_Extract_
To observe cross sections, the samples were cut and fixed on epoxy resin. Then, the cross sections were polished using a grinder (Rotopol-11, Struers, DNK) and sandpapers #220, #500, #1200, #2400, and #4000 in the order. Their layer formations were examined using a stereoscopic microscope (SMZ800N, Nickon, JPN). After they were examined with the stereoscopic microscope, their surfaces were coated with gold and examined for the clay materials through secondary electron images from a scanning electron microscope (FlexSEM 1000, Horiba, JPN).

The Seoul Center of the Korea Basic Science Institute (KBSI) analyzed the clay materials using an X-ray fluorescence spectrometer (PHILIPS PW 2404, Philips, NLD). Contaminated surfaces of the samples were washed off with distilled water, and parts of the samples were collected and dried at 105°C for over 24 h. Samples were dried, powdered with a mortar, completely dried in glass vials at 105°C for over 24 h, and examined using X-ray fluorescence spectrometer for their main elements. KBSI analyzed trace elements of the clay materials using an inductively coupled plasma (ICP) system. Some samples were collected from the inside that was not contaminated and powdered. KBSI conducted principal component analysis (PCA) with an ICP-atomic emission spectrometer (ICP-AES) and trace elements and rare earth elements analysis with an ICP-mass spectrometer (ICP-MS), after pretreating the samples using the acid hydrolysis method. To identify minerals in the samples, their crystal structures were analyzed using X-ray diffractometer (Miniflex600, Rigaku, JPN). Parts of the samples were collected, powdered with a mortar, and dried in glass vials at 105°C for over 24 h. Powder samples were analyzed in sample holders. The analysis was performed at 40 kV, 15 mA, 5°-80°, and 2°/1 min on a spinner stage.

3. ANALYSIS RESULTS

3.1. Physical characteristics

3.1.1. Chromaticity

Chromaticity is a physical property that is very useful to investigate firing conditions, including firing temperature, firing time, and firing atmosphere of an oxidation–reduction reaction, and to understand characteristics of materials. The chromaticity of the back surfaces of the roof tiles was measured and illustrated in the CIE LAB color space.

_Dataset section_
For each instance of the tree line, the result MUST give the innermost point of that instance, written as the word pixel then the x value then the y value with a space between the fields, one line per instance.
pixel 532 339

_What you should do_
From the roof tile analysis text, return the passage that begins at the words "3.1. Physical characteristics" and stops after the words "LAB color space.", reproduced verbatim.

_The completed task_
3.1. Physical characteristics

3.1.1. Chromaticity

Chromaticity is a physical property that is very useful to investigate firing conditions, including firing temperature, firing time, and firing atmosphere of an oxidation–reduction reaction, and to understand characteristics of materials. The chromaticity of the back surfaces of the roof tiles was measured and illustrated in the CIE LAB color space.